-- EXCERPTED DATA --
....

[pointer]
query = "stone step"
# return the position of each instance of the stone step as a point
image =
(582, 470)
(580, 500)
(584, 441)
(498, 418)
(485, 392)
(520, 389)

....

-- PROBLEM --
Extract each entry in full, exactly as given.

-- RESULT FOR THIS TASK --
[pointer]
query = "stone step"
# return the position of each instance of the stone step as a point
image =
(582, 470)
(580, 500)
(584, 441)
(498, 418)
(485, 392)
(520, 389)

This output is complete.